#### Problem to work on:
In the comment thread below, translate this sentence into Spanish: "There's a simple strategy here - hit the big, obvious targets first and hardest."

#### Source document:

Dale Carrico said...

These things all offend me... and I'd ban them all.

Bioconservative Freedom's on the March!

Greg in Portland said...

The fact that you only think of the crackers is my point - you are myopic, you don't think about how wasteful and unnecessary this stuff is.

No, I'm not myopic. I have a sense of scale and proporitions that you either lack or are being disingenuous about. Greenhouse gasses and denial of medical care are huge problems caused in the main by a few huge things. Go ahead and ban ALL new medical research if you want. It'll free up a few bucks and maybe we can convince even the Republicans to divert that money to providing existing care for the uninsured in some kind of shitty high deductable basic second class citizen plan for people like me. After all it wouldn't require the rich to pay more taxes. They might actually be down with that and it would make them look less like assholes even while still sticking to their basic plan. I might actually benefit from this in the short term myself. In the long run, not so much, especially knowing my family medical history. If you want to ban something to get universal health care, ban the fucking insurance industry. That right there probably solves the whole problem.

Likewise, want to really tackle global warming. Tax all the behemoth trucks those crackers ride around in, tax the coal and oil industries, raise gas taxes too so the crackers are in even more pain. There's a simple strategy here - hit the big, obvious targets first and hardest. It will produce the most benefit fastest and let people see real improvement immediately.

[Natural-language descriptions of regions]
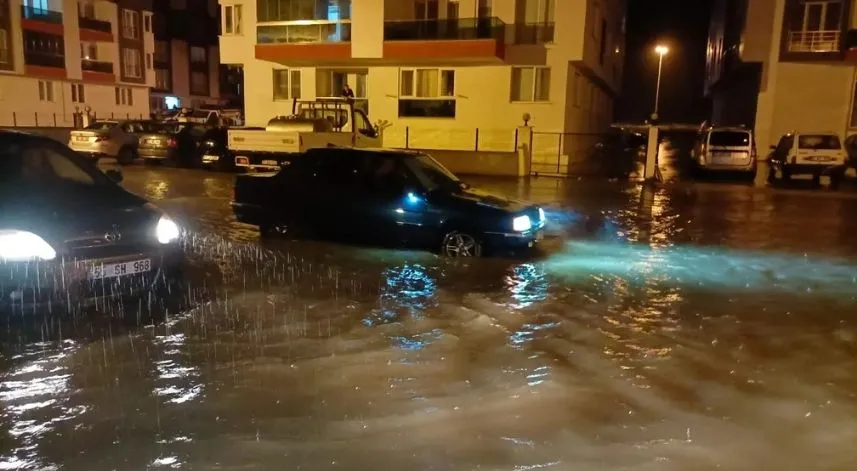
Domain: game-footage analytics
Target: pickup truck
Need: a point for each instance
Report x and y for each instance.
(313, 124)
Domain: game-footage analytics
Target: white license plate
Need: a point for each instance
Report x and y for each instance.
(112, 270)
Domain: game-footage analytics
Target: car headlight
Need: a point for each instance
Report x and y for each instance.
(522, 224)
(20, 246)
(167, 231)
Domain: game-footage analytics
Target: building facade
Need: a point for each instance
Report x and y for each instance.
(442, 66)
(783, 65)
(58, 57)
(186, 57)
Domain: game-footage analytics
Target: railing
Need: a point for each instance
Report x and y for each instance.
(97, 66)
(814, 41)
(427, 30)
(44, 59)
(534, 33)
(307, 32)
(41, 14)
(95, 25)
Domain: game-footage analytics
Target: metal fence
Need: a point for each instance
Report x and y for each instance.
(39, 119)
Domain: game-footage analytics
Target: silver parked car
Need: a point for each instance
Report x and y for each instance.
(116, 139)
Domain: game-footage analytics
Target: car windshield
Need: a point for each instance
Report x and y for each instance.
(729, 138)
(819, 142)
(431, 173)
(44, 164)
(101, 126)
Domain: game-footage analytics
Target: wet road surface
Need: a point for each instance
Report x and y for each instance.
(696, 326)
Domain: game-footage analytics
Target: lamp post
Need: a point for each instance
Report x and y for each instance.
(661, 50)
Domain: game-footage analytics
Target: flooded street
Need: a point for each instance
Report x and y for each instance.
(691, 327)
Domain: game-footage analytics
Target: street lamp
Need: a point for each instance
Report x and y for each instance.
(661, 50)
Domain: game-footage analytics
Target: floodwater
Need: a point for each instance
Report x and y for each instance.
(694, 327)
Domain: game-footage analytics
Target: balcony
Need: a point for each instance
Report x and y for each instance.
(96, 66)
(534, 33)
(41, 15)
(814, 41)
(44, 59)
(465, 39)
(95, 25)
(304, 32)
(306, 40)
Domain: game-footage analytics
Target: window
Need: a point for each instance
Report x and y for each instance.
(88, 51)
(530, 84)
(131, 66)
(199, 83)
(427, 83)
(46, 90)
(162, 79)
(287, 84)
(124, 96)
(130, 28)
(232, 15)
(77, 95)
(197, 54)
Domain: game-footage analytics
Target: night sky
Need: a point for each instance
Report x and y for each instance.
(683, 26)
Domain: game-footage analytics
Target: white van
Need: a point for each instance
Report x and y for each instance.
(809, 153)
(726, 149)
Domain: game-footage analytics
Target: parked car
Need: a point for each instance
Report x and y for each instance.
(116, 139)
(172, 142)
(812, 153)
(726, 149)
(70, 233)
(399, 198)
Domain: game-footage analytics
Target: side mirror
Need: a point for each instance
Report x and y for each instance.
(114, 175)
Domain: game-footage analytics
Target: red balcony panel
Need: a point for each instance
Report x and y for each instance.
(98, 77)
(42, 27)
(95, 36)
(303, 52)
(44, 72)
(445, 49)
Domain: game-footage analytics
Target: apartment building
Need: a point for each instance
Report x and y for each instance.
(186, 58)
(61, 56)
(444, 65)
(782, 65)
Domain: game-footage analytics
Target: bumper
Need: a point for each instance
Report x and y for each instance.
(29, 286)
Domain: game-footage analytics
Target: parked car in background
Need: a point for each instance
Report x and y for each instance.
(114, 139)
(811, 153)
(70, 233)
(172, 142)
(390, 197)
(726, 149)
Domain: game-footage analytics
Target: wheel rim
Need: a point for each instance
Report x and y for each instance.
(460, 245)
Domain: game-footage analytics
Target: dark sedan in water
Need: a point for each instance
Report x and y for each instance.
(385, 196)
(69, 232)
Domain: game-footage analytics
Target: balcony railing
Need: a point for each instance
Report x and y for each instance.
(297, 32)
(534, 33)
(44, 59)
(97, 66)
(41, 14)
(814, 41)
(95, 25)
(427, 30)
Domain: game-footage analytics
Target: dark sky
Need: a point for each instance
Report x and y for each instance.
(683, 26)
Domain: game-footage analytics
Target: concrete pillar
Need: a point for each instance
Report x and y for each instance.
(651, 154)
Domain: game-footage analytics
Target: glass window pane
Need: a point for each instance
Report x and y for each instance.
(407, 85)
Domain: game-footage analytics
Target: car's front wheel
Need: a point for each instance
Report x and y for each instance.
(461, 244)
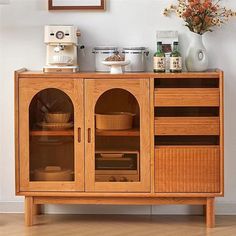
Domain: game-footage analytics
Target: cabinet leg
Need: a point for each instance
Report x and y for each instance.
(204, 210)
(29, 205)
(37, 209)
(210, 212)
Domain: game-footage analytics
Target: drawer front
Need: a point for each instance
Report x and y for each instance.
(187, 126)
(189, 97)
(190, 169)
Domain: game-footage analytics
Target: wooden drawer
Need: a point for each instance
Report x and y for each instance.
(190, 97)
(187, 126)
(187, 169)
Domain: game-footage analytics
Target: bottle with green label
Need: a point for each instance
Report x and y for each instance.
(175, 59)
(159, 59)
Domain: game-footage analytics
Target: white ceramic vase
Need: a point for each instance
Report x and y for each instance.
(196, 58)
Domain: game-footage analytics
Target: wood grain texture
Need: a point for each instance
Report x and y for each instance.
(27, 90)
(222, 131)
(210, 213)
(147, 75)
(139, 88)
(120, 201)
(187, 169)
(187, 97)
(29, 211)
(187, 126)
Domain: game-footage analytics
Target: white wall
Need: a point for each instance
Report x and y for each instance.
(126, 22)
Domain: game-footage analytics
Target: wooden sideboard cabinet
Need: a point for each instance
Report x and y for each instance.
(173, 154)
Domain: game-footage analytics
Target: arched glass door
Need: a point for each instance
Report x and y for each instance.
(51, 124)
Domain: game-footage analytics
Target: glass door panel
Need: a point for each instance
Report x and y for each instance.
(51, 121)
(51, 124)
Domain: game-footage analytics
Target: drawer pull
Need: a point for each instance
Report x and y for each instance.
(79, 135)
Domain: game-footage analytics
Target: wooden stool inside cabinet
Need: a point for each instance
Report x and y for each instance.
(107, 120)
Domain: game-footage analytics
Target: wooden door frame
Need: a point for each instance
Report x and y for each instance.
(140, 89)
(27, 90)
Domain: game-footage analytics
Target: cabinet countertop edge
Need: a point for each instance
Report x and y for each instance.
(93, 75)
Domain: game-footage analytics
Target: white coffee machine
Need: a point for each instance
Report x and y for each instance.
(62, 48)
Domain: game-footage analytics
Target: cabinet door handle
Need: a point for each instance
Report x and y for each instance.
(79, 135)
(89, 135)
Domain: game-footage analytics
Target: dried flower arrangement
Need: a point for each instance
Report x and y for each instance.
(201, 16)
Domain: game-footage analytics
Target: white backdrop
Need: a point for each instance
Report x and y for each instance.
(125, 23)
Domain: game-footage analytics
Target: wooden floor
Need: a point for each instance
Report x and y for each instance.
(115, 225)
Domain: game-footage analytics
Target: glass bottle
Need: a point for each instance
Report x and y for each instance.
(159, 59)
(175, 59)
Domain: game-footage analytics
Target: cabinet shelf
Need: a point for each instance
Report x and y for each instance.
(69, 132)
(118, 133)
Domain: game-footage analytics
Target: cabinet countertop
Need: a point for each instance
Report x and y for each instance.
(23, 73)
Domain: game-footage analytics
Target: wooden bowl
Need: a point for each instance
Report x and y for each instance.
(57, 117)
(114, 121)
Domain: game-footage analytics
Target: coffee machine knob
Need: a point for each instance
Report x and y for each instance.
(123, 179)
(112, 179)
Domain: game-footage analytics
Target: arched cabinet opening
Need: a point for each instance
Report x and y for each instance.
(117, 137)
(51, 143)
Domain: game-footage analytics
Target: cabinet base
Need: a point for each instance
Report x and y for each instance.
(32, 204)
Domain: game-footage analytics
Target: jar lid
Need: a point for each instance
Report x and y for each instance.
(135, 48)
(105, 48)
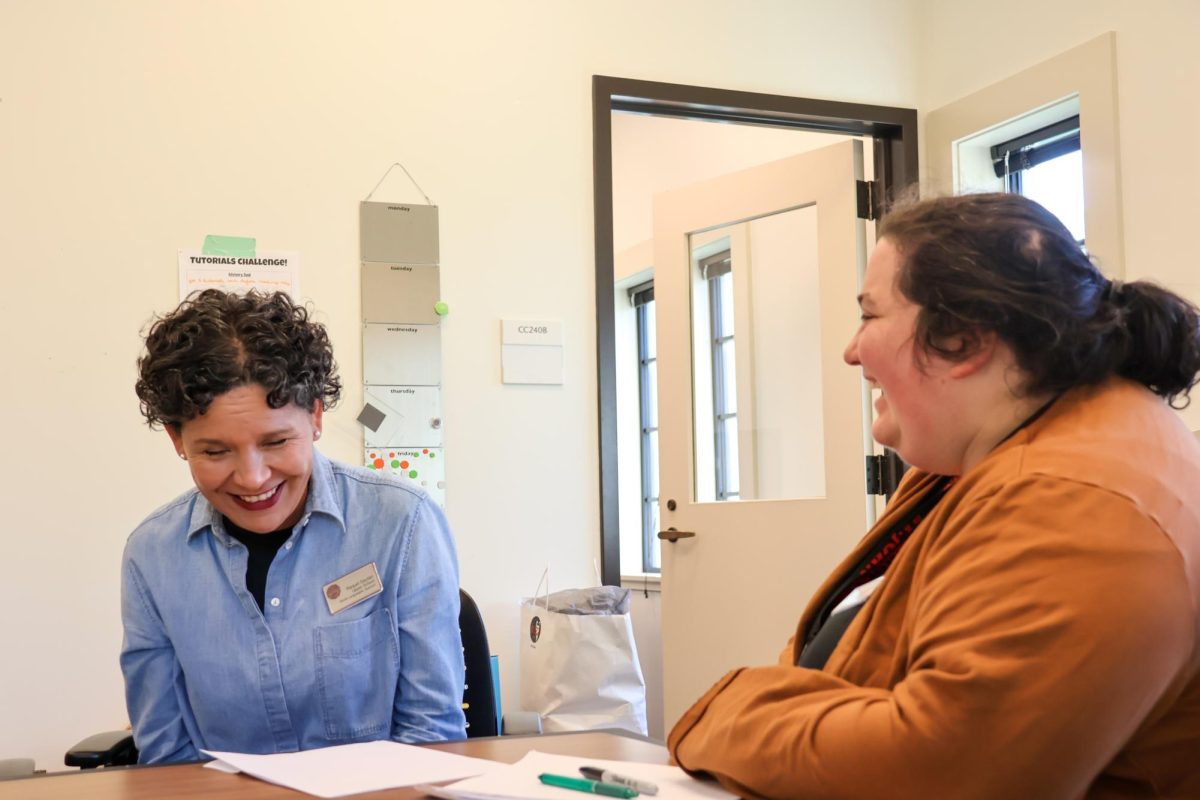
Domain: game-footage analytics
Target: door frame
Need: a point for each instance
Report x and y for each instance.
(894, 133)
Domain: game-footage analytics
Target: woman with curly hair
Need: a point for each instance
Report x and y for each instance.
(288, 601)
(1024, 620)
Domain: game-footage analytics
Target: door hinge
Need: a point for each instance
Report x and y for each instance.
(881, 477)
(868, 199)
(883, 473)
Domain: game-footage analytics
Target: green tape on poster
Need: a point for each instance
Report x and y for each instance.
(234, 246)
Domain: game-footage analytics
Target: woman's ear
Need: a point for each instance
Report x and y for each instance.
(317, 419)
(976, 349)
(177, 440)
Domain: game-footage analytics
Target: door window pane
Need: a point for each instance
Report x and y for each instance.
(757, 416)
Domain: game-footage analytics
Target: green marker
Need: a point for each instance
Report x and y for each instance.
(582, 785)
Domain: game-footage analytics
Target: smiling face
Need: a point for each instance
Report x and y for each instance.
(252, 462)
(906, 409)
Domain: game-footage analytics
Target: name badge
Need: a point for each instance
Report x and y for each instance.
(353, 588)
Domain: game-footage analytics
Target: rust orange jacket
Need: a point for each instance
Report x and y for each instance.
(1036, 637)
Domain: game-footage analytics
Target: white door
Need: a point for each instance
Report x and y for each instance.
(760, 408)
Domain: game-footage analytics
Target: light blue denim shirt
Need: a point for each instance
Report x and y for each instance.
(204, 668)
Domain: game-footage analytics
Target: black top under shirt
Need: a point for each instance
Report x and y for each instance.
(827, 626)
(262, 548)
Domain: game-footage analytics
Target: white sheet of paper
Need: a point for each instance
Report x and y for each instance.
(352, 769)
(265, 271)
(520, 780)
(532, 364)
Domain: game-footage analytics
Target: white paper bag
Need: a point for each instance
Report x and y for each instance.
(580, 671)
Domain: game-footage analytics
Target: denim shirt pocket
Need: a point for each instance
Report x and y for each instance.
(358, 665)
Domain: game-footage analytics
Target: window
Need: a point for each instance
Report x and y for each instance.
(1047, 166)
(717, 271)
(647, 391)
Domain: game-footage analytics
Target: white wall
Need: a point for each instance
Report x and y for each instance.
(961, 47)
(132, 128)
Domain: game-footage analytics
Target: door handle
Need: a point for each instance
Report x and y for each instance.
(673, 535)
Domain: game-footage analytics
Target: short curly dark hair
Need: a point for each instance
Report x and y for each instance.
(217, 341)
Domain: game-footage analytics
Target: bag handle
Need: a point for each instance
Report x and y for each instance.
(545, 597)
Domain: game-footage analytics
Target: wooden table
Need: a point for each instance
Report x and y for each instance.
(195, 781)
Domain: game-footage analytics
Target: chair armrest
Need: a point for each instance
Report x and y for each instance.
(11, 768)
(108, 749)
(521, 722)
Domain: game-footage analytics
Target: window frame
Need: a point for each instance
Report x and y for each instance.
(642, 296)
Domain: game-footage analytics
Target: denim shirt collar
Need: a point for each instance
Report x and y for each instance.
(323, 498)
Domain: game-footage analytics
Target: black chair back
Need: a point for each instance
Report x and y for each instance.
(479, 695)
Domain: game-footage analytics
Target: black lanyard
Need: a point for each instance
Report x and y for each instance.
(880, 557)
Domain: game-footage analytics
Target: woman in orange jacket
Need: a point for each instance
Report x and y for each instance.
(1024, 621)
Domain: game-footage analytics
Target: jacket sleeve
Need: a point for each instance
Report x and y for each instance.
(153, 677)
(429, 692)
(1047, 623)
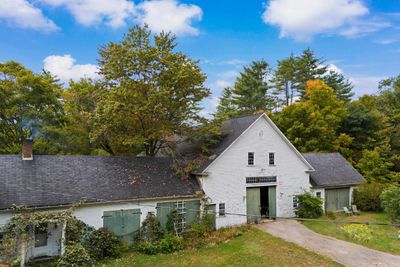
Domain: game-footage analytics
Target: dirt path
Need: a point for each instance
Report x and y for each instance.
(343, 252)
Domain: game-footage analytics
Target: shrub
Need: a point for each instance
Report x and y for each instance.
(103, 244)
(367, 197)
(168, 244)
(309, 206)
(358, 232)
(150, 230)
(75, 255)
(391, 202)
(331, 215)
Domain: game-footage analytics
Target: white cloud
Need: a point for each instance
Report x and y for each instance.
(65, 69)
(22, 14)
(302, 19)
(93, 12)
(366, 84)
(169, 15)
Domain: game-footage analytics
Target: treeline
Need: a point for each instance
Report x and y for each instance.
(315, 109)
(149, 93)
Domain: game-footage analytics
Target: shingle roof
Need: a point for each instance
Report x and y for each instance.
(231, 129)
(332, 169)
(63, 180)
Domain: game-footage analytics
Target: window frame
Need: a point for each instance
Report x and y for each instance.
(271, 159)
(221, 211)
(250, 157)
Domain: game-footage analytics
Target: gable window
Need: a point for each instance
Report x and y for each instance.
(221, 209)
(295, 202)
(271, 158)
(250, 158)
(41, 237)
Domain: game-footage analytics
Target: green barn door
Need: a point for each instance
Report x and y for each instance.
(336, 199)
(272, 201)
(123, 223)
(253, 204)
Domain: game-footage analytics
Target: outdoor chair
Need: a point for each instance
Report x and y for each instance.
(347, 212)
(355, 210)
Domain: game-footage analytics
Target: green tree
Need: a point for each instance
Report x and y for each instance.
(251, 89)
(28, 103)
(312, 125)
(153, 93)
(340, 84)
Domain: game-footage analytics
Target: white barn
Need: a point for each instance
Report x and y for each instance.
(254, 172)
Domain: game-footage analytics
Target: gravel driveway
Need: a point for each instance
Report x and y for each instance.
(343, 252)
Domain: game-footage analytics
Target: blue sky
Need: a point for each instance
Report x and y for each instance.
(360, 38)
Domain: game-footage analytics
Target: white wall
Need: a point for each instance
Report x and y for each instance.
(226, 180)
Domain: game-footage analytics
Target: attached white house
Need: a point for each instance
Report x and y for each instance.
(253, 172)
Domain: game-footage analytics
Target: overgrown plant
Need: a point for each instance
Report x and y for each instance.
(309, 206)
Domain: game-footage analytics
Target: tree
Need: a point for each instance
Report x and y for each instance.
(308, 67)
(312, 125)
(250, 92)
(28, 103)
(341, 85)
(153, 93)
(226, 109)
(285, 79)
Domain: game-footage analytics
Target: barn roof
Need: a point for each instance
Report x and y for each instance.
(64, 180)
(332, 169)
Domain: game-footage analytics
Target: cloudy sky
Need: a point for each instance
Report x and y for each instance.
(360, 38)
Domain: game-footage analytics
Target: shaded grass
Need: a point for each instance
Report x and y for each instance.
(384, 238)
(252, 248)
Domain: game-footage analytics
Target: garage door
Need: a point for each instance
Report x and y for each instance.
(337, 198)
(123, 223)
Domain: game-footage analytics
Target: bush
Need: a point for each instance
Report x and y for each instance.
(168, 244)
(367, 197)
(331, 215)
(75, 255)
(150, 230)
(358, 232)
(391, 202)
(103, 244)
(309, 206)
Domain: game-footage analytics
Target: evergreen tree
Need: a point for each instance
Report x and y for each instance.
(251, 89)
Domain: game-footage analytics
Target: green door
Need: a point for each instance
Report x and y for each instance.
(253, 204)
(211, 211)
(272, 201)
(336, 199)
(123, 223)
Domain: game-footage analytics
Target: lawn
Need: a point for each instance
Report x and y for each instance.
(253, 248)
(384, 238)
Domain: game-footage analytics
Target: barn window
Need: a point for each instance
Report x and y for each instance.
(295, 202)
(221, 209)
(271, 158)
(250, 158)
(41, 237)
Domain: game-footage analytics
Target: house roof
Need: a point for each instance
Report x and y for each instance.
(64, 180)
(233, 128)
(332, 169)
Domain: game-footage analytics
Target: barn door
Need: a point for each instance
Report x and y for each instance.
(123, 223)
(272, 201)
(253, 204)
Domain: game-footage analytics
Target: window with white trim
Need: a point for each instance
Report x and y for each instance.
(295, 202)
(250, 158)
(271, 158)
(221, 210)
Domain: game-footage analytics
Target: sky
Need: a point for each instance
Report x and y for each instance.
(359, 38)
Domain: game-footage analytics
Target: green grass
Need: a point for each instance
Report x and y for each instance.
(253, 248)
(384, 238)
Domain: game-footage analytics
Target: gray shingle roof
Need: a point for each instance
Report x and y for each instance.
(64, 180)
(231, 129)
(332, 169)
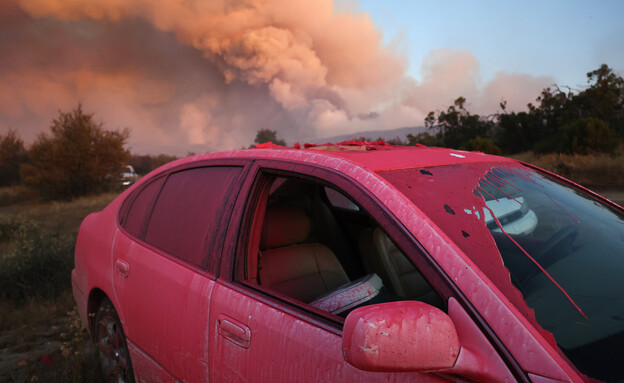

#### Finished exercise:
Aquí hay una estrategia sencilla: atacar primero y con más fuerza los objetivos grandes y evidentes.